■ READING TEXT
The self-styled "Quad God," who led by a comfortable margin after the short
program, merely had to deliver a mediocre performance to add individual gold to
his team gold medal. Instead, the 21-year-old Malinin was trying to fight back
tears after one of the worst nights of his career, one that left a star-packed
crowd inside Milano Ice Arena sitting in stunned silence.
"I blew it," Malinin said. "That's honestly the first thing that came to my
mind."
Shaidorov finished with a career-best 291.58 points to give his nation its
first gold medal of the Winter Games, while Yuma Kagiyama earned his second
consecutive Olympic silver medal and Japanese teammate Shun Sato took bronze.
Then there was Malinin, who fell all the way to eighth place. He finished with
264.49 points, ending a two-plus year unbeaten streak that covered 14 full
competitions, including two consecutive world championships that he won with
ease.

■ SET PROBLEM 1
Pick out every line in the rows below that contains the word "sock", and copy each one. Case counts.

[Dataset excerpt]
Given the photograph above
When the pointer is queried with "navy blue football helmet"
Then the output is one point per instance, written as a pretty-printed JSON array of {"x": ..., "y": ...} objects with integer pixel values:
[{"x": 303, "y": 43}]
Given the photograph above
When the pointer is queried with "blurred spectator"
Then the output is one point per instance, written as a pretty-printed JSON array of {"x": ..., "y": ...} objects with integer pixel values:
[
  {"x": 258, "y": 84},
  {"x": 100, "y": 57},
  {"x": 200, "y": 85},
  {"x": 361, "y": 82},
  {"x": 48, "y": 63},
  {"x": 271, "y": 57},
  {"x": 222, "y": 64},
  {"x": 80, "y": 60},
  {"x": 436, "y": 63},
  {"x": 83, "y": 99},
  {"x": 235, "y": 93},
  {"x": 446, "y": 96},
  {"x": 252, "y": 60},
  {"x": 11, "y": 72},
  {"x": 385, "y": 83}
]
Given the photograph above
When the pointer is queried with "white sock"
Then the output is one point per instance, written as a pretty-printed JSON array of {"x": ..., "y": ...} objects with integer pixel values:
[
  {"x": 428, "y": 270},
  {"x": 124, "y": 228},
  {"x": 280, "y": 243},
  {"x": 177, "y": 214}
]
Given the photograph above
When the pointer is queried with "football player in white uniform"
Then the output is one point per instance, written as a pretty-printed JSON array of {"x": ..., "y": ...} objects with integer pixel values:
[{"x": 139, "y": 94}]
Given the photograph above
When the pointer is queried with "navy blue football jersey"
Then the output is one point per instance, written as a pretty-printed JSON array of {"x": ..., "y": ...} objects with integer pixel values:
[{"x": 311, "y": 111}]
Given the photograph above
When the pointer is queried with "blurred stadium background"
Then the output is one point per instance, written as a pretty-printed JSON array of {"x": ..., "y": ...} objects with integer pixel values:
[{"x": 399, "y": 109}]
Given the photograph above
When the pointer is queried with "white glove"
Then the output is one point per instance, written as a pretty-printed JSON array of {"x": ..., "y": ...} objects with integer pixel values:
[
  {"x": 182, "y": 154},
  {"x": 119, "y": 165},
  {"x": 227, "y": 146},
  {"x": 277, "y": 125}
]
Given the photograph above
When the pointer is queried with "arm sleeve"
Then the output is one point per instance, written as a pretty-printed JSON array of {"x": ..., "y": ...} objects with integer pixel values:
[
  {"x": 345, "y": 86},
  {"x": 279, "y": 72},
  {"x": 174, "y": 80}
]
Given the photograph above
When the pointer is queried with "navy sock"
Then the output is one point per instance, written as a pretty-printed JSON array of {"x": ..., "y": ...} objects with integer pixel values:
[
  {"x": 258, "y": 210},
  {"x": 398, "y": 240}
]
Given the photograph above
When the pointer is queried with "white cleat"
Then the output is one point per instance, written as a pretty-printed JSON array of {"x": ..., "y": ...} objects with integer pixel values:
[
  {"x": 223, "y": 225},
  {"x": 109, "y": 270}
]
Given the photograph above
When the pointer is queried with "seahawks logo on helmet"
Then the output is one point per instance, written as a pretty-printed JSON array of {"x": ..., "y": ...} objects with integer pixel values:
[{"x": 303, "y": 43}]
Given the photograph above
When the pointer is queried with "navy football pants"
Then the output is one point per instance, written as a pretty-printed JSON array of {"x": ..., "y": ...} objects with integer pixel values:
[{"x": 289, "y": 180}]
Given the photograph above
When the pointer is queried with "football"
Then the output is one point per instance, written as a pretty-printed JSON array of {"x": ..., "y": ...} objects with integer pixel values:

■ SET PROBLEM 2
Swap "bronze" for "third place" in the skating report and write out everything from "Shaidorov finished with" down to "Sato took bronze.".

■ EXERCISE ANSWER 1
When the pointer is queried with "white sock"
When the pointer is queried with "navy sock"

■ EXERCISE ANSWER 2
Shaidorov finished with a career-best 291.58 points to give his nation its
first gold medal of the Winter Games, while Yuma Kagiyama earned his second
consecutive Olympic silver medal and Japanese teammate Shun Sato took third place.